_GIVEN REQUEST_
State how many lines in the material below contain the string "sole". Case counts, and the answer is the number alone.

_EXERCISE MATERIALS_
:::::
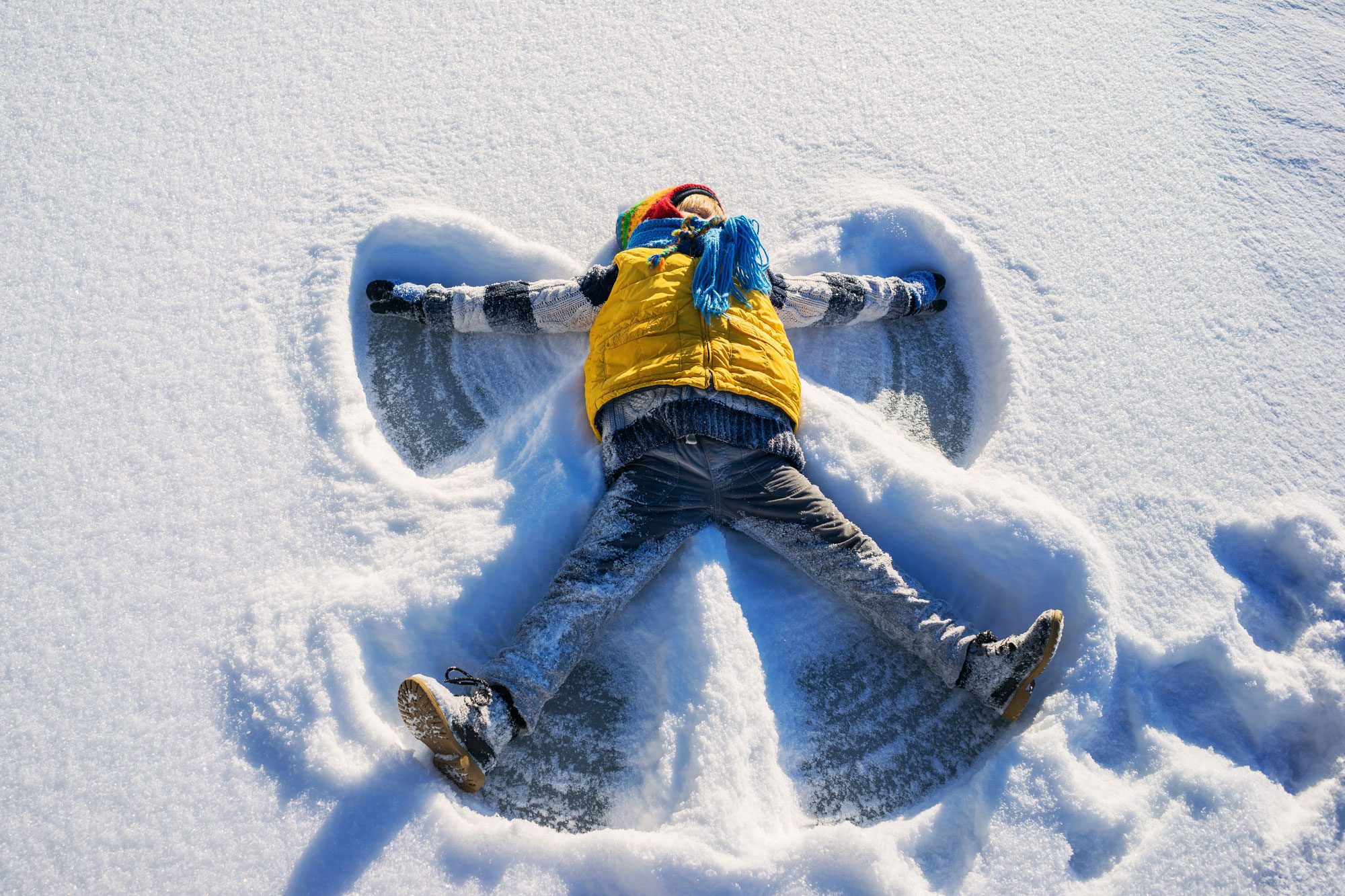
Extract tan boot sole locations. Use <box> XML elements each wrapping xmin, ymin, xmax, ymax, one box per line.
<box><xmin>397</xmin><ymin>676</ymin><xmax>486</xmax><ymax>794</ymax></box>
<box><xmin>1001</xmin><ymin>610</ymin><xmax>1065</xmax><ymax>721</ymax></box>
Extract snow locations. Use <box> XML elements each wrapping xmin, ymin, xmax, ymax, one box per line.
<box><xmin>0</xmin><ymin>0</ymin><xmax>1345</xmax><ymax>893</ymax></box>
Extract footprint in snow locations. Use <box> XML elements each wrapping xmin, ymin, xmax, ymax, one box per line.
<box><xmin>1153</xmin><ymin>501</ymin><xmax>1345</xmax><ymax>794</ymax></box>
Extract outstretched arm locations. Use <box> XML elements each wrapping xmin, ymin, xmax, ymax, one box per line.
<box><xmin>767</xmin><ymin>270</ymin><xmax>948</xmax><ymax>327</ymax></box>
<box><xmin>364</xmin><ymin>265</ymin><xmax>616</xmax><ymax>332</ymax></box>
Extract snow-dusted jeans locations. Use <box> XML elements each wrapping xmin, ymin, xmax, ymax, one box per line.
<box><xmin>479</xmin><ymin>436</ymin><xmax>974</xmax><ymax>731</ymax></box>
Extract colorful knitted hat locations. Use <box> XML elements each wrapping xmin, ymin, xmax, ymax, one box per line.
<box><xmin>616</xmin><ymin>183</ymin><xmax>722</xmax><ymax>250</ymax></box>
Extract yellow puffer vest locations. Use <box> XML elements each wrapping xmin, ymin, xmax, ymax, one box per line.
<box><xmin>584</xmin><ymin>249</ymin><xmax>802</xmax><ymax>437</ymax></box>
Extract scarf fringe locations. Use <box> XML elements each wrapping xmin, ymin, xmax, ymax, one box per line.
<box><xmin>638</xmin><ymin>215</ymin><xmax>771</xmax><ymax>323</ymax></box>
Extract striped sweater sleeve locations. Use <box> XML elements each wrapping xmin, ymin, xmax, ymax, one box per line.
<box><xmin>421</xmin><ymin>265</ymin><xmax>616</xmax><ymax>333</ymax></box>
<box><xmin>767</xmin><ymin>270</ymin><xmax>921</xmax><ymax>328</ymax></box>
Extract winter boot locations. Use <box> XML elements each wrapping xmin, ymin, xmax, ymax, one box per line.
<box><xmin>397</xmin><ymin>666</ymin><xmax>519</xmax><ymax>794</ymax></box>
<box><xmin>958</xmin><ymin>610</ymin><xmax>1065</xmax><ymax>721</ymax></box>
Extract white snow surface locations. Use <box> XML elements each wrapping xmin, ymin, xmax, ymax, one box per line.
<box><xmin>0</xmin><ymin>0</ymin><xmax>1345</xmax><ymax>893</ymax></box>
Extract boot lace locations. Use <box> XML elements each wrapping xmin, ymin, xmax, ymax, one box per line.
<box><xmin>444</xmin><ymin>666</ymin><xmax>495</xmax><ymax>706</ymax></box>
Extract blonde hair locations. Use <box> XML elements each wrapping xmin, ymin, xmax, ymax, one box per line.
<box><xmin>677</xmin><ymin>192</ymin><xmax>724</xmax><ymax>219</ymax></box>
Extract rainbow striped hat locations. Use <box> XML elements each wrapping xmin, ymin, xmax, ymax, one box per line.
<box><xmin>616</xmin><ymin>183</ymin><xmax>722</xmax><ymax>250</ymax></box>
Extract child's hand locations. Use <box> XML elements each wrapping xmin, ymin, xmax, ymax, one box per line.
<box><xmin>364</xmin><ymin>280</ymin><xmax>425</xmax><ymax>323</ymax></box>
<box><xmin>902</xmin><ymin>270</ymin><xmax>948</xmax><ymax>315</ymax></box>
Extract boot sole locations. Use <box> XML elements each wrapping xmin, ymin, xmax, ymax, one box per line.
<box><xmin>397</xmin><ymin>676</ymin><xmax>486</xmax><ymax>794</ymax></box>
<box><xmin>1001</xmin><ymin>610</ymin><xmax>1065</xmax><ymax>721</ymax></box>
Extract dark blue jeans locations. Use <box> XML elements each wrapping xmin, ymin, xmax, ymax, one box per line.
<box><xmin>479</xmin><ymin>437</ymin><xmax>974</xmax><ymax>729</ymax></box>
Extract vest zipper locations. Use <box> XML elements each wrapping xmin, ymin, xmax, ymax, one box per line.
<box><xmin>701</xmin><ymin>317</ymin><xmax>714</xmax><ymax>389</ymax></box>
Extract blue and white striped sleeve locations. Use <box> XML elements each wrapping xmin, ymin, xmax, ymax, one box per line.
<box><xmin>767</xmin><ymin>270</ymin><xmax>924</xmax><ymax>328</ymax></box>
<box><xmin>412</xmin><ymin>265</ymin><xmax>616</xmax><ymax>333</ymax></box>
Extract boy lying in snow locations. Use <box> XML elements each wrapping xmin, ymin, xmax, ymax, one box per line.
<box><xmin>367</xmin><ymin>184</ymin><xmax>1064</xmax><ymax>792</ymax></box>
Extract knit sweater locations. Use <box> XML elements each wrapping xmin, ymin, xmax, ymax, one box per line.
<box><xmin>597</xmin><ymin>386</ymin><xmax>803</xmax><ymax>485</ymax></box>
<box><xmin>394</xmin><ymin>263</ymin><xmax>927</xmax><ymax>473</ymax></box>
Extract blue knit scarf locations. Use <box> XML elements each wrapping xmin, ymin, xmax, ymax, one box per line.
<box><xmin>627</xmin><ymin>215</ymin><xmax>771</xmax><ymax>323</ymax></box>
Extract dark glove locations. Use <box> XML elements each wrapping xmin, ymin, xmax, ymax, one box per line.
<box><xmin>364</xmin><ymin>280</ymin><xmax>425</xmax><ymax>323</ymax></box>
<box><xmin>905</xmin><ymin>270</ymin><xmax>948</xmax><ymax>315</ymax></box>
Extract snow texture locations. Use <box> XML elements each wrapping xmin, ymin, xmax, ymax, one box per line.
<box><xmin>0</xmin><ymin>0</ymin><xmax>1345</xmax><ymax>893</ymax></box>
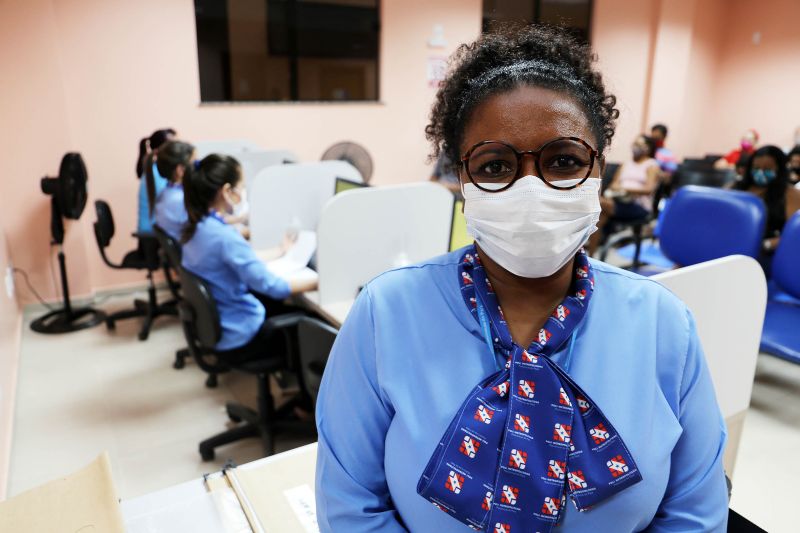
:::::
_SOLUTION TO THIS TASK_
2